* [Task brief]: Turn the lines of the data below, from the line containing "Task: set one pin on each instance of the hand" through the end of the data, into a JSON list of strings with one string per line. Skip blank lines and leave out the pictures.

* [Dataset]:
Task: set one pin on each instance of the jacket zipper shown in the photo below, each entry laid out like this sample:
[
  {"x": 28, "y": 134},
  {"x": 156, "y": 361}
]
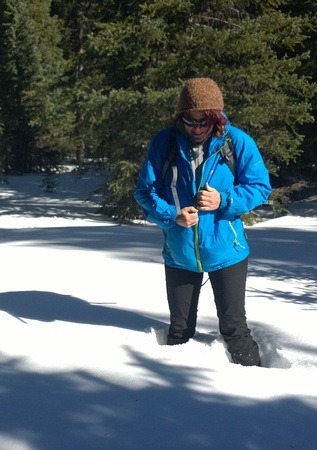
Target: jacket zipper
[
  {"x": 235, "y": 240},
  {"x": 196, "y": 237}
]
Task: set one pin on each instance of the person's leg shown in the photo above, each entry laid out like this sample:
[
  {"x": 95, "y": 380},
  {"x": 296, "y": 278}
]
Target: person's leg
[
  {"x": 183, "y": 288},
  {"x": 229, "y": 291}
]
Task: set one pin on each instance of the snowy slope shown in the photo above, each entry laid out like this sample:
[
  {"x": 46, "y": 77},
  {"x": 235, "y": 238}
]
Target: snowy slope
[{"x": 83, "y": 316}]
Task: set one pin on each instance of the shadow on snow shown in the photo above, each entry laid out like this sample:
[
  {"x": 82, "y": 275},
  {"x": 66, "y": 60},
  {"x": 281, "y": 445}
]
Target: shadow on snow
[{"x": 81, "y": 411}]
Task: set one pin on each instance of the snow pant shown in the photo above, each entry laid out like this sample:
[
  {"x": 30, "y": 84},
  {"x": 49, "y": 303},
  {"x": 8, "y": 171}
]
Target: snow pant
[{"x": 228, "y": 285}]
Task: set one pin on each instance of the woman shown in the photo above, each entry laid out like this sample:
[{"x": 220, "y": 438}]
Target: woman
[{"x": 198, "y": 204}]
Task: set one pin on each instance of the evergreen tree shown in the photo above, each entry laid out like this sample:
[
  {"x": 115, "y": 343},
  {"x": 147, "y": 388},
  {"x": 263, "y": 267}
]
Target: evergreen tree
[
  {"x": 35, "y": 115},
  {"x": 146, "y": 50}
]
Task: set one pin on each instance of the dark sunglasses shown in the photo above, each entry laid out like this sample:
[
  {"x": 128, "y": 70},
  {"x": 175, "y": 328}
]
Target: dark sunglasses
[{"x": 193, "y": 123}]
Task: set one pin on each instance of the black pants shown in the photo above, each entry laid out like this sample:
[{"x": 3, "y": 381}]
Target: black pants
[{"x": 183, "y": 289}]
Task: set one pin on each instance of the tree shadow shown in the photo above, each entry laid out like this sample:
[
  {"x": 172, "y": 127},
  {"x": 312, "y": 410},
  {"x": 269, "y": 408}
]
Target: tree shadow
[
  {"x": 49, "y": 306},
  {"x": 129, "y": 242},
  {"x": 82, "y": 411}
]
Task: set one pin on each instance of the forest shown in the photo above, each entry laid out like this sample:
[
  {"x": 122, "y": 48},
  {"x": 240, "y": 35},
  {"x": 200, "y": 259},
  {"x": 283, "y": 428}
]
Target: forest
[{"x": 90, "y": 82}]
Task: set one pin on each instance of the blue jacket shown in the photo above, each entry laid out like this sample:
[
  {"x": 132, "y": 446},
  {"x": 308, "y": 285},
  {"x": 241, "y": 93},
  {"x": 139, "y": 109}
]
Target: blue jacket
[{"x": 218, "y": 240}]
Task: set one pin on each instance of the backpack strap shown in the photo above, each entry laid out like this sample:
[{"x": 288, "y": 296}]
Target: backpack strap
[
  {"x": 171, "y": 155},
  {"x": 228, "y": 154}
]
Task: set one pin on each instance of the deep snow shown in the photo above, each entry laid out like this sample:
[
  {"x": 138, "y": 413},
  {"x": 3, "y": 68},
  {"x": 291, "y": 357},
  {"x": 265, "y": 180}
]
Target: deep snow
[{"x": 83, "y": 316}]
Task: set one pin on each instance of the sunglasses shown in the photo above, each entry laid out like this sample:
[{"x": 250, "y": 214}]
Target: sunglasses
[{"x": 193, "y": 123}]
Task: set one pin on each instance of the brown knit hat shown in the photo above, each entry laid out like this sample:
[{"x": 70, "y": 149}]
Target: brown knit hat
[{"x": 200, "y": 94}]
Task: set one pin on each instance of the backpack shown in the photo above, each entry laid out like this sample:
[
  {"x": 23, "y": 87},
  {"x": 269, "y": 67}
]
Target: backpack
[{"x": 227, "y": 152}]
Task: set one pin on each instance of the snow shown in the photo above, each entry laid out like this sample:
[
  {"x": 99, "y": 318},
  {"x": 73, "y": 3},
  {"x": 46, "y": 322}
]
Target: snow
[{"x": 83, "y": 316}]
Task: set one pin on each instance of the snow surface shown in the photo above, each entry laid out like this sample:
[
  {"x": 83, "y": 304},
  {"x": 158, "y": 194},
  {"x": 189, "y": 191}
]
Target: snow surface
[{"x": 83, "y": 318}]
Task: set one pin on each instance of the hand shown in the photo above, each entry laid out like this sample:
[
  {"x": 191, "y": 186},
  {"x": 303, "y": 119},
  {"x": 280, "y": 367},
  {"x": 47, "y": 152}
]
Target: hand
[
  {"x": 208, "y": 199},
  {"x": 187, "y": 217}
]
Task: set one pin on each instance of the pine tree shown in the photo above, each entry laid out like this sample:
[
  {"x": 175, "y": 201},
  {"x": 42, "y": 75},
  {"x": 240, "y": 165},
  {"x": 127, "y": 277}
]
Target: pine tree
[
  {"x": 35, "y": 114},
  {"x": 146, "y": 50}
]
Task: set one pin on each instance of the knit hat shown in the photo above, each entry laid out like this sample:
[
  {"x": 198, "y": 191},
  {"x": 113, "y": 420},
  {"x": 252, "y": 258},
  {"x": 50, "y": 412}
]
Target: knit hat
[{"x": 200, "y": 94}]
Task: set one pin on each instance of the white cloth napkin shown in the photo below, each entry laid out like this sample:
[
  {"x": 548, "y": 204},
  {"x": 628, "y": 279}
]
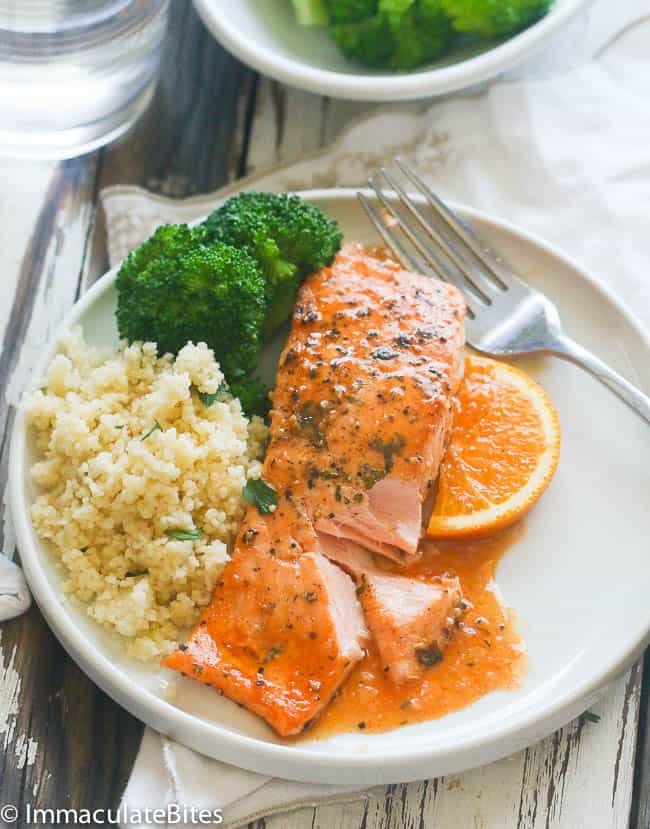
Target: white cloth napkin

* [Answer for this exercise]:
[
  "Task: set one pin on each instance of the hand shown in the photo above, each entry laid out like this sample:",
  "[",
  "  {\"x\": 191, \"y\": 186},",
  "  {\"x\": 303, \"y\": 119},",
  "  {\"x\": 280, \"y\": 367},",
  "  {\"x\": 47, \"y\": 152}",
  "]",
  "Target: hand",
  "[",
  "  {\"x\": 208, \"y\": 199},",
  "  {\"x\": 187, \"y\": 217}",
  "]",
  "Task: set one pin on each instance of the pine tree shown in the photo above, each entry laid out like this sample:",
  "[",
  "  {\"x\": 175, \"y\": 201},",
  "  {\"x\": 42, \"y\": 75},",
  "  {\"x\": 240, \"y\": 165},",
  "  {\"x\": 127, \"y\": 277}",
  "]",
  "Target: pine tree",
  "[",
  "  {\"x\": 35, \"y\": 114},",
  "  {\"x\": 146, \"y\": 50}",
  "]",
  "Task: set one pin on each instance of the knit hat shown in the photo above, each entry laid out like this sample:",
  "[",
  "  {\"x\": 198, \"y\": 191},",
  "  {\"x\": 113, \"y\": 420},",
  "  {\"x\": 252, \"y\": 258},",
  "  {\"x\": 50, \"y\": 412}",
  "]",
  "Target: knit hat",
  "[{\"x\": 200, \"y\": 94}]",
  "Task: set one pin on each instance of the white cloth napkin shown in the photo below, each entry laid out like this sample:",
  "[",
  "  {\"x\": 548, \"y\": 204},",
  "  {\"x\": 628, \"y\": 279}",
  "]",
  "Target: white cloth napkin"
]